### Rows from a segmentation dataset

=====

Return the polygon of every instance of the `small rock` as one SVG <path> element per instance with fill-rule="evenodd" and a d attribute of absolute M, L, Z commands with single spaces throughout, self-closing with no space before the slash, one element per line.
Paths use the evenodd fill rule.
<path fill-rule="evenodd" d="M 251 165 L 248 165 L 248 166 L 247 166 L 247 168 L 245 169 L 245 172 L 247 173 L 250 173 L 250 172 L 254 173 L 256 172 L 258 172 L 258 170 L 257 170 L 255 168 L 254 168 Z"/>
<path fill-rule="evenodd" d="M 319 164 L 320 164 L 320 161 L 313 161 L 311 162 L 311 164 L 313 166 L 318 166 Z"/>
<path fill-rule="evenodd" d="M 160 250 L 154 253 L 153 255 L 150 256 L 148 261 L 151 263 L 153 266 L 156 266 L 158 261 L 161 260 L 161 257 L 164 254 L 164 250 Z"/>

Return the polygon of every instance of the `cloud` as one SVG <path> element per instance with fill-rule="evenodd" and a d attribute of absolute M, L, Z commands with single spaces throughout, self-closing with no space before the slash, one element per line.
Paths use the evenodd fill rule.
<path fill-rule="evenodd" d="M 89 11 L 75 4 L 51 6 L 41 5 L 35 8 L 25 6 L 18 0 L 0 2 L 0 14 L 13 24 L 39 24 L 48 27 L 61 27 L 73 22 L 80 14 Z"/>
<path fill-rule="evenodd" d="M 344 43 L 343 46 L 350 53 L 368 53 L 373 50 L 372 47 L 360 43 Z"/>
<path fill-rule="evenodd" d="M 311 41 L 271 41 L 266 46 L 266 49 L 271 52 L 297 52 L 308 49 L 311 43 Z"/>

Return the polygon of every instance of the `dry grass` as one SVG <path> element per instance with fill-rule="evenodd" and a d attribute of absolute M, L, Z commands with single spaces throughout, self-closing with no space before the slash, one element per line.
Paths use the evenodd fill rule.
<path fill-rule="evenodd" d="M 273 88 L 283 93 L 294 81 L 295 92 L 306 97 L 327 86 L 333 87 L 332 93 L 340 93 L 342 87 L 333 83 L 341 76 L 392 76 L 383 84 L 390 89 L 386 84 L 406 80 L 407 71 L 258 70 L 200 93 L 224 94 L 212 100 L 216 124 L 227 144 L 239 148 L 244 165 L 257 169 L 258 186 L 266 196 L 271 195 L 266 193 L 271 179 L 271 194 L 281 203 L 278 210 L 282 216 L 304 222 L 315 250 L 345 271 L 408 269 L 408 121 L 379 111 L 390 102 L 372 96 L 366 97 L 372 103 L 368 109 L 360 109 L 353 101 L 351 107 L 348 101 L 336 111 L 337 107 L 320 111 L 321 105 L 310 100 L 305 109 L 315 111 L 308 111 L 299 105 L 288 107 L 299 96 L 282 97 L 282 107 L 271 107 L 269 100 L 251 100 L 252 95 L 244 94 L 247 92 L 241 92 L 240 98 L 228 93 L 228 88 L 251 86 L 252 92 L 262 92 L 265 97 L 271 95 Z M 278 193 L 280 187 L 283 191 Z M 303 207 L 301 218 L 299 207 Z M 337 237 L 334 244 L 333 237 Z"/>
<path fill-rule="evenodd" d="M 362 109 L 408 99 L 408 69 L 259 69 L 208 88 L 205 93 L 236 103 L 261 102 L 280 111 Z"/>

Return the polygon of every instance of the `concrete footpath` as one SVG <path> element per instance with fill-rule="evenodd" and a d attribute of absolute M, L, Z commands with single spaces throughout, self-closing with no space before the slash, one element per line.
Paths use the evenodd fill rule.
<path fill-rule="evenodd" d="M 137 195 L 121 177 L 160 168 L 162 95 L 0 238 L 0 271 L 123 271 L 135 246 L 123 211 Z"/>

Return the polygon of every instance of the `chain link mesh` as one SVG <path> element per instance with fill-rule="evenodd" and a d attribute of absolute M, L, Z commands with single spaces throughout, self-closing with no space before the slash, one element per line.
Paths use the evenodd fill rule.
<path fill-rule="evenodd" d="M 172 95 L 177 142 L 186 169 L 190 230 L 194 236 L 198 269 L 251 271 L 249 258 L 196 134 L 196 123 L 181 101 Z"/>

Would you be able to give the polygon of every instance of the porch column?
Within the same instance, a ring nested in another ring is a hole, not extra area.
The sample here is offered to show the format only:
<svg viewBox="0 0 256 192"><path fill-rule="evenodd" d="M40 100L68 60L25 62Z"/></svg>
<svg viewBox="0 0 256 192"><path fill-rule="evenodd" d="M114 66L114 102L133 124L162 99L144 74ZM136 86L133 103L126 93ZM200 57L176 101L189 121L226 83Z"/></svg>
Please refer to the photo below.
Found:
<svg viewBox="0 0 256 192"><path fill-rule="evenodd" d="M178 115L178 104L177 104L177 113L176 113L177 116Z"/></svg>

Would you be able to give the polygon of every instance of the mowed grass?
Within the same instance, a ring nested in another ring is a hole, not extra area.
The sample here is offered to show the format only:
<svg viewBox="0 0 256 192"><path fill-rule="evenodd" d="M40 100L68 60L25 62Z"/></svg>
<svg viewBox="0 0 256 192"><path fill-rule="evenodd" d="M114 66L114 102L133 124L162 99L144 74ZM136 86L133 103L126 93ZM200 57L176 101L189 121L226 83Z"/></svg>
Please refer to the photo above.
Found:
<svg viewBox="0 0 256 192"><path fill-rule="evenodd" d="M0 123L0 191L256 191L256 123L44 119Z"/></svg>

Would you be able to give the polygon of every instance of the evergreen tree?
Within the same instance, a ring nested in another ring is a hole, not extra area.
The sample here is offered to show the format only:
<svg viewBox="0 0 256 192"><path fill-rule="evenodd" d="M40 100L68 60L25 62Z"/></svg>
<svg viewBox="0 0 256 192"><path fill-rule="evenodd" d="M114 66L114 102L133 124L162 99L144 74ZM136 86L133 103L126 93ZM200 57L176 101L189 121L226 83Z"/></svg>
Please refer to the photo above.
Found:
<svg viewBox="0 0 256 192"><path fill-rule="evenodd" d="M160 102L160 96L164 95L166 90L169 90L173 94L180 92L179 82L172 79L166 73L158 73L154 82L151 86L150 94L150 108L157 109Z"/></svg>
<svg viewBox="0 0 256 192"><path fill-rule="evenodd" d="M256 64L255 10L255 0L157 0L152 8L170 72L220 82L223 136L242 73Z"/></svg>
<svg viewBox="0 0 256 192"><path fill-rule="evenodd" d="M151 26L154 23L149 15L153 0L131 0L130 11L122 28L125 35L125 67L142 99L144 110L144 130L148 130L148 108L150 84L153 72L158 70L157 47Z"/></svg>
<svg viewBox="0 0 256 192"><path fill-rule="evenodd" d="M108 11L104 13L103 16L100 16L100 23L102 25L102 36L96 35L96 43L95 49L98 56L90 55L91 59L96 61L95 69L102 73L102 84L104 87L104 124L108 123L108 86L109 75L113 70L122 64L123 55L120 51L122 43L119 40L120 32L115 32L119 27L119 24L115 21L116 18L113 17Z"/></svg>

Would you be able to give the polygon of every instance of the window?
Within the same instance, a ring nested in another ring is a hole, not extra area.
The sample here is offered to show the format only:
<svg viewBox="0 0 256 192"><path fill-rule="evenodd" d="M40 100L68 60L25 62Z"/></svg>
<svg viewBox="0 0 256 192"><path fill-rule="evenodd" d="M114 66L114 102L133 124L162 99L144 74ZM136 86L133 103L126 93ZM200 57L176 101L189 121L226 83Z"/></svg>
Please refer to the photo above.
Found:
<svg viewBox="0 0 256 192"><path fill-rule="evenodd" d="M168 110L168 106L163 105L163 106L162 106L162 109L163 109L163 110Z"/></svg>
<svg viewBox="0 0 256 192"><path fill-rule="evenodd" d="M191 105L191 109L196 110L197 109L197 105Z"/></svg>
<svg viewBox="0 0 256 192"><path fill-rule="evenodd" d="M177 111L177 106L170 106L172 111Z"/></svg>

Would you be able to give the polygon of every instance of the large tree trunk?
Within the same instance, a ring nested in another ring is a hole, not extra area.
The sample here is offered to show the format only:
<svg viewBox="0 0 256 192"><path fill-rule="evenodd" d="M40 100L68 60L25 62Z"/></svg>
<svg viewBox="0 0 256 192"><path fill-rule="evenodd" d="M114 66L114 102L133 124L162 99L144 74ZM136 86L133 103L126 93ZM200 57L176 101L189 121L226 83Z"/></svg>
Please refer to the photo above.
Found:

=====

### JOB
Rewrite the entries starting at the beginning of the entries and ending at the line that contains "160 250 L 154", with "small rock" changed to "loose stone" and nothing else altered.

### OUTPUT OF THE EXERCISE
Return the polygon of every instance of the `loose stone` as one SVG <path> element per instance with fill-rule="evenodd" and a d attribute of absolute M, L, Z commands with single spaces throughout, self-closing with no space before the slash, one element per line.
Paths use the evenodd fill rule.
<path fill-rule="evenodd" d="M 251 165 L 248 165 L 248 166 L 247 166 L 247 168 L 245 169 L 245 172 L 247 173 L 250 173 L 250 172 L 254 173 L 256 172 L 258 172 L 258 170 L 257 170 L 255 168 L 254 168 Z"/>
<path fill-rule="evenodd" d="M 319 164 L 320 164 L 320 161 L 313 161 L 311 162 L 311 164 L 313 166 L 318 166 Z"/>
<path fill-rule="evenodd" d="M 160 250 L 154 253 L 153 255 L 150 256 L 148 261 L 151 263 L 153 266 L 156 266 L 158 261 L 161 260 L 161 257 L 164 254 L 164 250 Z"/>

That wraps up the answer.